* _ASSIGNED TASK_: Every record should be restated exactly, with no images included.

* _PROVIDED ENTRIES_:
=-=-=-=-=

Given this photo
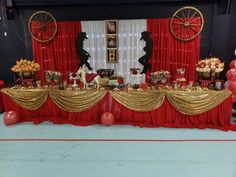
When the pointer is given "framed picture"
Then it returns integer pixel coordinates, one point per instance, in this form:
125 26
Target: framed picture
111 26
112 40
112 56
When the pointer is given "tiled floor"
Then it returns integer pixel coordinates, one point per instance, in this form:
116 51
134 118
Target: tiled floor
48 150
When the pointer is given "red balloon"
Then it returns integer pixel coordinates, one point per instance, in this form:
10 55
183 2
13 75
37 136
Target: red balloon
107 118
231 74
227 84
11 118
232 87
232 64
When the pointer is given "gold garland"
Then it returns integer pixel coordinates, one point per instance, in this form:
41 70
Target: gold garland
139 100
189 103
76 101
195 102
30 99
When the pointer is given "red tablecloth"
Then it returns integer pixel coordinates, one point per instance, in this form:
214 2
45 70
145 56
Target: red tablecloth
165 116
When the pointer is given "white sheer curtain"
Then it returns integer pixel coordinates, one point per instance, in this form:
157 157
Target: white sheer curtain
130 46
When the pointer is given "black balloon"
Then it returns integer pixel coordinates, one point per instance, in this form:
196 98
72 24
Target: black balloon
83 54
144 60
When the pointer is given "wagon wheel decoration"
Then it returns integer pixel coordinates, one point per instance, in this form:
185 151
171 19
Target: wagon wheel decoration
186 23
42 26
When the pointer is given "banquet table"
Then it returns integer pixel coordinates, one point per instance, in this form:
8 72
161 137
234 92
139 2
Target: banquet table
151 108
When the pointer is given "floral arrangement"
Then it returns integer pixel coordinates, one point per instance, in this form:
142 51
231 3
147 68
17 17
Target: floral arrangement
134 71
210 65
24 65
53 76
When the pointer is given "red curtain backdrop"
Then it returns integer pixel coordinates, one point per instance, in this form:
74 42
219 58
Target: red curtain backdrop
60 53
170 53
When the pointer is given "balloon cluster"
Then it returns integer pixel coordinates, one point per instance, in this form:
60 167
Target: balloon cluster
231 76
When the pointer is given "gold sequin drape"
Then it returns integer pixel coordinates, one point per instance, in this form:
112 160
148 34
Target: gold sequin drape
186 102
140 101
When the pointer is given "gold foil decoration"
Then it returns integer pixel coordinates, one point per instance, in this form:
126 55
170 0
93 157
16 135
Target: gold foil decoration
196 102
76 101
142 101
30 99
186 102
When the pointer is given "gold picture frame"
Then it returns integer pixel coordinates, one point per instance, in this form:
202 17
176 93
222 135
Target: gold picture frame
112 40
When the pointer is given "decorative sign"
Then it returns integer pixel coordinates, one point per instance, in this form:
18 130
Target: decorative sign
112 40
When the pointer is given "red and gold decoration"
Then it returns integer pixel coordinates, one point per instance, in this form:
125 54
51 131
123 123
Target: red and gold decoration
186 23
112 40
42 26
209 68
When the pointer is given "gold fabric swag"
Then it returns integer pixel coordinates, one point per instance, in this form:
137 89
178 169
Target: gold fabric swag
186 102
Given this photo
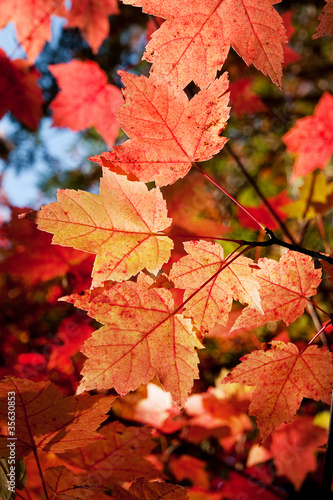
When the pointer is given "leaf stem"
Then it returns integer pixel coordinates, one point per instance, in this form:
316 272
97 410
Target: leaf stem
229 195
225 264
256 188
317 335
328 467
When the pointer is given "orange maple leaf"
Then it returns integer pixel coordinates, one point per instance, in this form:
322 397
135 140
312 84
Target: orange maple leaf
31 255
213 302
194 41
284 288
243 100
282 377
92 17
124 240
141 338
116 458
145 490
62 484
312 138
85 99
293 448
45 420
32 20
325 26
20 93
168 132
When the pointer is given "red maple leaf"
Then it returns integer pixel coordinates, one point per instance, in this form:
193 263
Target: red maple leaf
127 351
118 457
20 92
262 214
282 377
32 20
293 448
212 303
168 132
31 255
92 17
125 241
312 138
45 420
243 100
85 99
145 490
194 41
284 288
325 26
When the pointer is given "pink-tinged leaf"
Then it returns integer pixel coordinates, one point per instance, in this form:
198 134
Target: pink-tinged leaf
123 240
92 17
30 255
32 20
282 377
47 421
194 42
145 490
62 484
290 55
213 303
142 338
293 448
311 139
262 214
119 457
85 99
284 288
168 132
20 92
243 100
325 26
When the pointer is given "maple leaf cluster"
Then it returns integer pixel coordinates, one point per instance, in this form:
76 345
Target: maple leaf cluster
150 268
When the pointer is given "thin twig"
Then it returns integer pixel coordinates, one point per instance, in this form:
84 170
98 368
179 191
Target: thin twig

=-=-=-=-=

* _COMPLETED TASK_:
Given this photo
When the pointer is given "framed picture"
Then it returns integer pixel coordinates, one point per instance, in this form:
125 26
Target: framed picture
111 26
112 40
112 56
When the pointer is given "tiled floor"
Then it returns integer pixel coordinates, one point per instance, in this form:
116 51
134 118
Target: tiled floor
48 150
When the pointer is given "red balloon"
Then it returns integer pixel coordinates, one point per instance, in this form:
10 55
183 2
13 75
37 136
Target: red balloon
107 118
231 74
227 84
11 118
232 87
232 64
When the pointer is given "gold garland"
Then it returns integer pixel coordinates, one point per instance, in this form:
41 70
Target: gold garland
139 100
189 103
76 101
195 102
30 99
When the pointer is given "red tablecloth"
Then it returns integer pixel coordinates, one point per instance, in this form:
214 2
45 70
145 56
Target: red tablecloth
165 116
When the pointer is given "white sheer curtain"
Then it returns integer pixel coordinates, one point per instance, in this form:
157 157
Target: white sheer curtain
130 46
When the pointer is given "black balloon"
Then it returns integer pixel coordinates, one point per instance, in this form:
196 98
72 24
Target: black balloon
83 54
144 60
When the pointer is given "wagon wheel decoration"
Then it returns integer pixel coordinates, one point per instance, in this form:
185 151
171 19
Target: wagon wheel decoration
186 23
42 26
When the pointer is given "banquet table"
Then it returns integer pixel coordinates, one point per instance, in this form:
8 72
161 137
234 92
139 2
Target: banquet table
151 108
When the pointer is given "floral arrangement"
Then it returns integer pixel coordinates, one point per instance, in this form:
142 51
231 3
147 68
17 17
Target: floral arrangement
134 71
210 65
24 65
53 76
When the pointer is given "red curtain backdrop"
Then it returns integer pixel coordinates, one point per instance, in this form:
74 42
219 58
Target: red curtain backdrop
60 53
170 53
When the pointer is given "balloon cluster"
Then it returns integer pixel coordinates, one point per instance, in this form:
60 167
Target: balloon cluster
231 76
When the pointer is given "gold sequin drape"
Then it returns integer pixel coordinates, one point per instance, in this form:
112 160
148 34
Target: gold sequin drape
186 102
140 101
When the pointer is given "gold foil decoration"
Then it returns integer pixel coordinates, one point per instance, in this form:
126 55
170 0
93 157
16 135
Target: gold foil decoration
196 102
76 101
142 101
30 99
186 102
When the pointer is given "gold picture frame"
Then it returns integer pixel coordinates, one point per instance, in this form:
202 17
176 93
222 135
Target: gold picture frame
112 40
When the pointer is given "decorative sign"
Then it returns integer pixel coordinates, one point per instance, in this form:
18 130
Target: decorative sign
112 40
When the pointer is given "red and gold decoration"
Then it returns integer pixel coordinates, one point per instance, in this form:
125 54
51 131
123 123
Target: red and gold decoration
186 23
112 40
42 26
209 68
When the pointer is given "gold fabric swag"
Then it returns integer pixel coordinates, one point per instance, in this form:
137 89
178 169
Target: gold fabric swag
186 102
Given this photo
When the pointer is given "leaf stem"
Then it returns integer pixel coordinates, one point per instance, in this form:
316 272
97 410
Target: leaf stem
229 195
225 264
256 188
317 335
328 467
When the pointer is given "orange maple leaf"
Then it returns integer pixel coordinates, one point per instance, in this form:
322 397
135 140
312 84
Target: orange maple leaf
31 255
213 302
194 41
284 288
243 100
282 377
92 17
124 240
141 338
116 458
145 490
62 484
312 138
85 99
293 448
45 420
32 20
325 26
20 93
168 132
When the pointer is given "red maple leaf"
Then it returns integer pixel coordinates, one point per instance, in this form:
193 263
Target: red maple leaf
127 351
118 457
20 92
262 214
282 377
32 20
293 448
212 303
168 132
31 255
92 17
125 241
312 138
45 420
243 100
85 99
145 490
194 41
284 288
325 26
When the pointer is given "pink-tinged leaf"
Then it returns integer pixel coordinates, one point per instance, in this form:
198 134
Target: pink-tinged leaf
123 240
92 17
30 255
32 20
282 377
47 421
194 42
145 490
62 484
290 55
213 303
142 338
293 448
311 139
262 214
119 457
85 99
284 288
168 132
20 92
243 100
325 26
When the pointer is given "maple leaf cluster"
Then it returns integer pixel coordinates, one point per instance, in this form:
76 345
Target: maple leaf cluster
150 268
When the pointer is given "thin twig"
Then it returns integer pixel coordinates, one point per instance, in this form:
84 170
98 368
179 191
Target: thin twig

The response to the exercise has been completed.